‘London Heart or Kiss FM?’:‘Trouble’ in accounts and meta-talk of media engagements in school-based interaction

Alexandra Georgakopoulou

King's College London, UK

WS156: Interfaces between media, speech, and interaction

Recent sociolinguistic studies of media appropriations and references within classroom interaction have documented their interactional affordances and sequential management. More generally, they have stressed their performative roles and their links with speakers’ social identities (e.g. see Rampton 2007). Less is known, however, about how meta-accounts (i.e. talk about, report of) of media engagements in the classroom (and in other contexts) enmesh with daily realities, shaping both local interactions and impacting on social relations and peer-group organization.

This paper focuses on precisely such engagements (ranging from reported interactions on the MSN to text-messages being received and discussed on the spot to talk about music and TV series), which are both a routine phenomenon in the classroom interactional data under study and cover a wide range of (‘old’ and ‘new’) media and modes of engagement. More specifically, the data are part of the ESRC Identities and Social Action Project on Urban Classroom Culture and Interaction (http://www.identities.org.uk) which has employed the methods of ethnographic sociolinguistics to research the inter-animation of ethnic, techno-popular culture and educational identities in the classroom data of fourteen-year old students in a London comprehensive school. Insights from the audio-recorded data analysis are supplemented by extensive fieldwork, interviews with the participants and the teachers, playback sessions of selected key-excerpts, and a survey conducted by one of our team members, Caroline Dover (2007), on the types and frequency of references to techno-popular culture resources in the data of five focal participants.

- [Data lines]

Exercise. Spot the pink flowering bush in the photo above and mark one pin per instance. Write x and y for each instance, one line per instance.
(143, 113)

- [Work instructions]
**a)** In the abstract on media talk in school interaction, rewrite the paragraph beginning "This paper focuses on precisely such engagements" as a bulleted list that keeps its main facts.
**b)** According to the abstract on media talk in school interaction, how old were the students whose classroom data the project studied?

- [Per-task outputs]
**a)**
- The paper examines talk about media engagements in the classroom, such as reported interactions on MSN, text messages received and discussed on the spot, and talk about music and TV series.
- These engagements are routine in the classroom data and cover a wide range of "old" and "new" media and modes of engagement.
- The data come from the ESRC Identities and Social Action Project on Urban Classroom Culture and Interaction.
- That project used ethnographic sociolinguistics to study how ethnic, techno-popular culture and educational identities interact in the classroom data of fourteen-year-old students at a London comprehensive school.
- The analysis of the audio-recorded data is supplemented by several other sources:
  - extensive fieldwork
  - interviews with the participants and teachers
  - playback sessions of selected key excerpts
  - a survey by team member Caroline Dover (2007) on the types and frequency of references to techno-popular culture in the data of five focal participants

**b)** The students were fourteen years old.